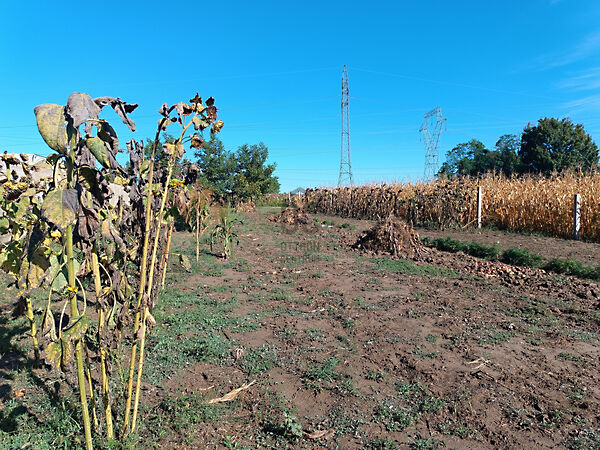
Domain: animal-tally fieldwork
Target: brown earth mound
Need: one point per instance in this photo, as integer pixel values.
(246, 207)
(291, 216)
(392, 237)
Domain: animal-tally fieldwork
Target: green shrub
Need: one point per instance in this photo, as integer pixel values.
(448, 245)
(491, 252)
(572, 267)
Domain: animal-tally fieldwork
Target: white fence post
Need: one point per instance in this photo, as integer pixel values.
(479, 196)
(577, 217)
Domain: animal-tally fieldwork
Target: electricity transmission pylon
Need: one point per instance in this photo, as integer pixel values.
(432, 130)
(345, 162)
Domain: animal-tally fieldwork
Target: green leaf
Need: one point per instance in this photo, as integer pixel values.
(81, 107)
(54, 128)
(10, 258)
(77, 329)
(99, 150)
(200, 123)
(185, 262)
(4, 224)
(66, 356)
(48, 324)
(60, 208)
(53, 353)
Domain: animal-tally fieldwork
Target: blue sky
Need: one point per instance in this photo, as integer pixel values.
(275, 70)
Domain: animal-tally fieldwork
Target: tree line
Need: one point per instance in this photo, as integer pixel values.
(233, 176)
(551, 146)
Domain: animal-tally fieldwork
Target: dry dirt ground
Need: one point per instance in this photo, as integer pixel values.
(352, 350)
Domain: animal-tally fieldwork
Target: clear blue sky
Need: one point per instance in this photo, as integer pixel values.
(275, 70)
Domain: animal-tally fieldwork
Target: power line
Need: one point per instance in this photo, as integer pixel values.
(432, 130)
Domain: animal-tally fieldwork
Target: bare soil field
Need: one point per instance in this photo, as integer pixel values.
(338, 348)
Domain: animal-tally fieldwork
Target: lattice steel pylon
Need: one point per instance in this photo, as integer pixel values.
(345, 161)
(432, 130)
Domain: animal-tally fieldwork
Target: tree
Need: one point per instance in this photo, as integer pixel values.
(217, 167)
(508, 146)
(470, 158)
(556, 145)
(254, 177)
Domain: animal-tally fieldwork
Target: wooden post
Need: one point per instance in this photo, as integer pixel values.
(479, 198)
(577, 217)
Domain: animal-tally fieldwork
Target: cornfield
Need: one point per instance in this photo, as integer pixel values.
(526, 204)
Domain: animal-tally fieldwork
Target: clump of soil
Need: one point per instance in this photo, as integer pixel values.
(291, 216)
(391, 237)
(246, 207)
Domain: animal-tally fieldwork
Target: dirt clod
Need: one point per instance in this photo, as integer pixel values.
(290, 216)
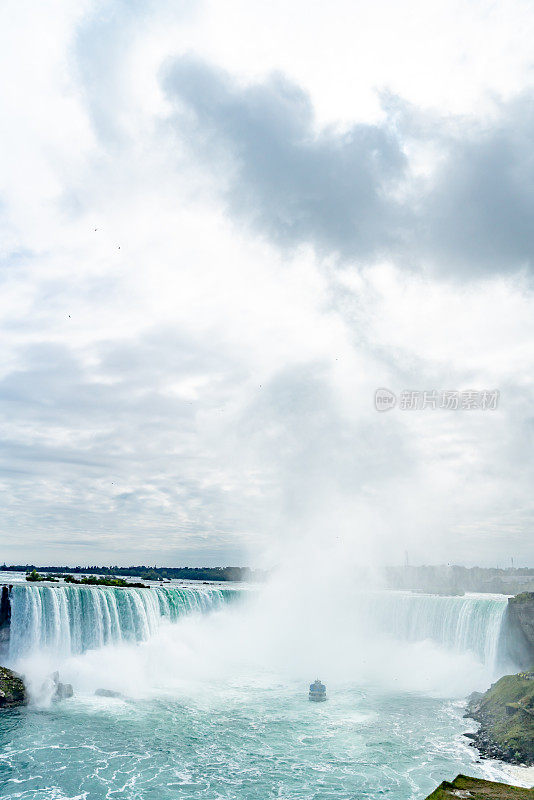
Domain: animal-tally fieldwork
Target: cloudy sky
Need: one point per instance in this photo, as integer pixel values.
(222, 227)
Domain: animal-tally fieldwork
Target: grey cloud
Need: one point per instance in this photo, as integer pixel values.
(82, 453)
(478, 213)
(290, 182)
(353, 193)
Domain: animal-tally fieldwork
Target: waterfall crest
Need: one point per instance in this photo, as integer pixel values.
(73, 619)
(470, 623)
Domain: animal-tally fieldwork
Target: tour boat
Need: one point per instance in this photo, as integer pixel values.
(317, 691)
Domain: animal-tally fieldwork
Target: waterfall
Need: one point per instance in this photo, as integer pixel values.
(73, 619)
(471, 623)
(68, 619)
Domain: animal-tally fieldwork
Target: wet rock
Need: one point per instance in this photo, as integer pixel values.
(12, 689)
(62, 690)
(506, 716)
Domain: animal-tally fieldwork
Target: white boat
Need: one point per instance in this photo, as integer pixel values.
(317, 691)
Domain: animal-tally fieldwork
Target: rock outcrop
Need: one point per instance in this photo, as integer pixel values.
(62, 691)
(506, 716)
(12, 689)
(476, 789)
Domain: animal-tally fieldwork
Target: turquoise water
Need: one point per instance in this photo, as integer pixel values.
(215, 695)
(242, 742)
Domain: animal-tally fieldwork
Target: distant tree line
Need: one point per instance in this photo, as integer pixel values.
(150, 573)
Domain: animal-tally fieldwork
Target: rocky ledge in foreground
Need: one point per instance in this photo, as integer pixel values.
(12, 691)
(506, 716)
(476, 789)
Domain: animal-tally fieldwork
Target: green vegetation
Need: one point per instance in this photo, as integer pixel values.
(35, 577)
(12, 691)
(236, 574)
(90, 580)
(93, 580)
(506, 714)
(476, 789)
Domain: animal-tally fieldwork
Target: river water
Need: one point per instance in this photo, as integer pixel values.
(214, 701)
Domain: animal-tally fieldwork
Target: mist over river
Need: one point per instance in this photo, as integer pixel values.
(213, 692)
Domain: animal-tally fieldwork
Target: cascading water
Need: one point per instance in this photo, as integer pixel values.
(73, 619)
(471, 623)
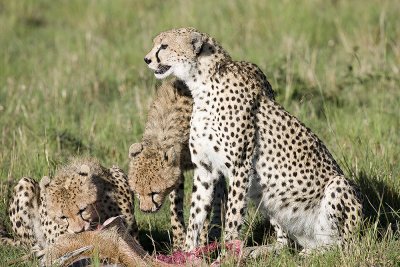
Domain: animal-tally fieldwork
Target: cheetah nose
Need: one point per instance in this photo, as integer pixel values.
(147, 60)
(80, 230)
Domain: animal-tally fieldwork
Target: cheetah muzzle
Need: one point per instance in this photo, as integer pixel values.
(239, 131)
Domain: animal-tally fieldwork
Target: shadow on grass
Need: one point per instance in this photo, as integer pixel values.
(381, 202)
(156, 240)
(381, 207)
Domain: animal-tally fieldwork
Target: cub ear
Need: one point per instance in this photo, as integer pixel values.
(44, 183)
(197, 41)
(135, 149)
(84, 170)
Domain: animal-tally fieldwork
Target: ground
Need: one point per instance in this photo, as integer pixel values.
(73, 79)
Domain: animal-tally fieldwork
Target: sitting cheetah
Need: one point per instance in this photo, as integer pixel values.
(238, 130)
(157, 163)
(80, 196)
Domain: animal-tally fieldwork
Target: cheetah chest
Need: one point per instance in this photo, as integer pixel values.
(205, 143)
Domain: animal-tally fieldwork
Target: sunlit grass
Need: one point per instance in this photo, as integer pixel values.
(73, 81)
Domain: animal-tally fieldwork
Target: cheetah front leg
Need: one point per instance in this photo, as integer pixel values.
(202, 195)
(24, 213)
(237, 200)
(219, 202)
(177, 220)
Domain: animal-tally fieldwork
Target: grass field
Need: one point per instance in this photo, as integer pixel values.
(73, 81)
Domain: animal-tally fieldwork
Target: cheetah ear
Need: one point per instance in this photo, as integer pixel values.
(84, 170)
(197, 41)
(44, 183)
(135, 149)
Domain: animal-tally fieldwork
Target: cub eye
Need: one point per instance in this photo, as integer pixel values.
(82, 210)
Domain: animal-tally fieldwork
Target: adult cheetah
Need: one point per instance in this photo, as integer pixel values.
(80, 196)
(158, 161)
(239, 131)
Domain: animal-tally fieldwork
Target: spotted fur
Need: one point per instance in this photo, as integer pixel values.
(157, 163)
(79, 197)
(240, 131)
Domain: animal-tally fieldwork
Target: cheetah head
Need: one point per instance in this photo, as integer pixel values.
(70, 198)
(153, 174)
(175, 52)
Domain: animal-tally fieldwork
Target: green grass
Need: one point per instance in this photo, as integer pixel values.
(73, 81)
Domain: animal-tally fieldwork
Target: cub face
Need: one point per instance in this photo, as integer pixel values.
(175, 52)
(153, 174)
(71, 200)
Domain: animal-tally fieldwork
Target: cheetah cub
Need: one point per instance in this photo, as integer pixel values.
(238, 130)
(80, 196)
(157, 163)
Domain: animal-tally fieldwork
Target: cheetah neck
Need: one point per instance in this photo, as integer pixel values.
(209, 61)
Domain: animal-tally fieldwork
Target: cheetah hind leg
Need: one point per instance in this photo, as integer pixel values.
(177, 221)
(23, 211)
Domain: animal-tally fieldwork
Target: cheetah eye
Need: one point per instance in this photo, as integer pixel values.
(153, 194)
(82, 210)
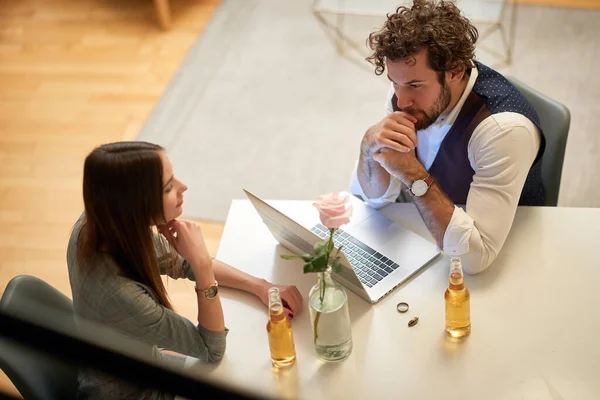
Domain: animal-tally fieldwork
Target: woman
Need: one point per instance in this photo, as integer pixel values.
(128, 236)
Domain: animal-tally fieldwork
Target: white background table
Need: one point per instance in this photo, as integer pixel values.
(534, 313)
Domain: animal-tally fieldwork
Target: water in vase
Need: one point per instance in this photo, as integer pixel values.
(333, 334)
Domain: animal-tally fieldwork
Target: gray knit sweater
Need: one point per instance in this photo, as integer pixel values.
(102, 295)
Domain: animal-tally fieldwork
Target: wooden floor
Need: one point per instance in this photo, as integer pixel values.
(75, 74)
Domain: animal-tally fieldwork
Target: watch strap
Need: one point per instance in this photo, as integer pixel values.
(204, 292)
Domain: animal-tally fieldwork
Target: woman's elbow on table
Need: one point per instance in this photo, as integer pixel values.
(215, 354)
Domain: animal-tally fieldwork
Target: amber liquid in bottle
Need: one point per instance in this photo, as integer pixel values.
(458, 302)
(279, 329)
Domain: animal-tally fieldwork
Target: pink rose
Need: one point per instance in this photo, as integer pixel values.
(335, 209)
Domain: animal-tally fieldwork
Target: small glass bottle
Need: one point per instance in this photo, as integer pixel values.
(279, 329)
(458, 302)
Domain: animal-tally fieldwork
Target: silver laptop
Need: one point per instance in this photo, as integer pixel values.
(378, 255)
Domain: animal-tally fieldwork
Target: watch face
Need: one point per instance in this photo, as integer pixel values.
(212, 291)
(419, 187)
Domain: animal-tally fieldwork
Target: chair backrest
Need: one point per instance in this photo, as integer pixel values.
(36, 375)
(555, 119)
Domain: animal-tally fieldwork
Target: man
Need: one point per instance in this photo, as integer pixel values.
(456, 133)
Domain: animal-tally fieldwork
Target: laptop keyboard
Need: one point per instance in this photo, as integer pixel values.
(370, 265)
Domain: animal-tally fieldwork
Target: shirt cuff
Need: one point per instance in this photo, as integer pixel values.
(390, 196)
(458, 233)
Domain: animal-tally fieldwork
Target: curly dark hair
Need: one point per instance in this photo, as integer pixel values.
(437, 26)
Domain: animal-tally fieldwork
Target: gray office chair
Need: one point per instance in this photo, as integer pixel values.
(36, 375)
(555, 119)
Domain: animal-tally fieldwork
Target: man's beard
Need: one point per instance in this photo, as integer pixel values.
(425, 119)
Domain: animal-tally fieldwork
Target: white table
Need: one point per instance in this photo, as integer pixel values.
(534, 314)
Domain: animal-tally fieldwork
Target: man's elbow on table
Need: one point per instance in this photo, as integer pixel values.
(477, 260)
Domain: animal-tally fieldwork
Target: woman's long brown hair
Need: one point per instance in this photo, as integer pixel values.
(123, 194)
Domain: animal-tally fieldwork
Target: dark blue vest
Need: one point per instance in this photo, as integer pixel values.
(492, 94)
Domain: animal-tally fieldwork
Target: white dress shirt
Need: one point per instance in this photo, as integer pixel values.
(501, 151)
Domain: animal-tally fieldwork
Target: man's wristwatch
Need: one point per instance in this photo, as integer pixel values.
(209, 293)
(421, 186)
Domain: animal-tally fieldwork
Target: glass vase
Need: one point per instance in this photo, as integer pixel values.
(330, 319)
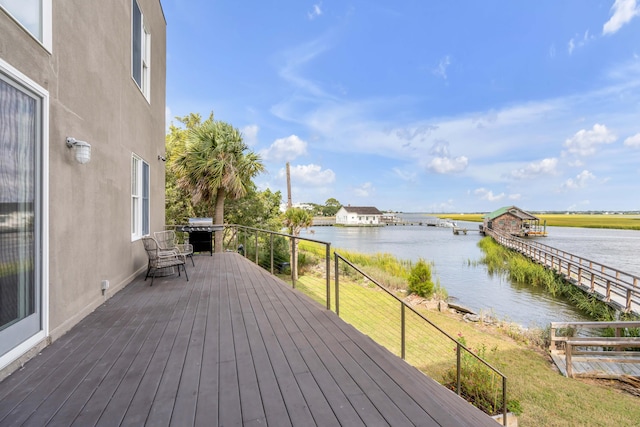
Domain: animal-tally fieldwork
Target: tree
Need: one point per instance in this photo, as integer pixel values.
(331, 207)
(215, 164)
(295, 219)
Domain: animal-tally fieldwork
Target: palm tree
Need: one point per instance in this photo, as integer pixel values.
(214, 165)
(295, 219)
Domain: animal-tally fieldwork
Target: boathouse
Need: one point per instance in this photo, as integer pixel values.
(514, 221)
(359, 215)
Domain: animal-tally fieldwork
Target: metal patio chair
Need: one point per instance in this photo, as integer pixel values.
(168, 242)
(159, 259)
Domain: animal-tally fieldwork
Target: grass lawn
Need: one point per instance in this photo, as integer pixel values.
(626, 222)
(547, 398)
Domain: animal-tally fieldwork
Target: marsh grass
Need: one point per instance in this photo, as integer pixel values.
(622, 222)
(546, 398)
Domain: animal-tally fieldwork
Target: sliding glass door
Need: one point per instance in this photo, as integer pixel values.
(21, 147)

□ □ □ □ □

• _WORK REQUIRED_: Identify every line in the records above that contains the word "glass" and copy each one.

• _SOLUTION TO THE EXERCISE_:
Target: small glass bottle
Target: glass vase
Target: sliding glass door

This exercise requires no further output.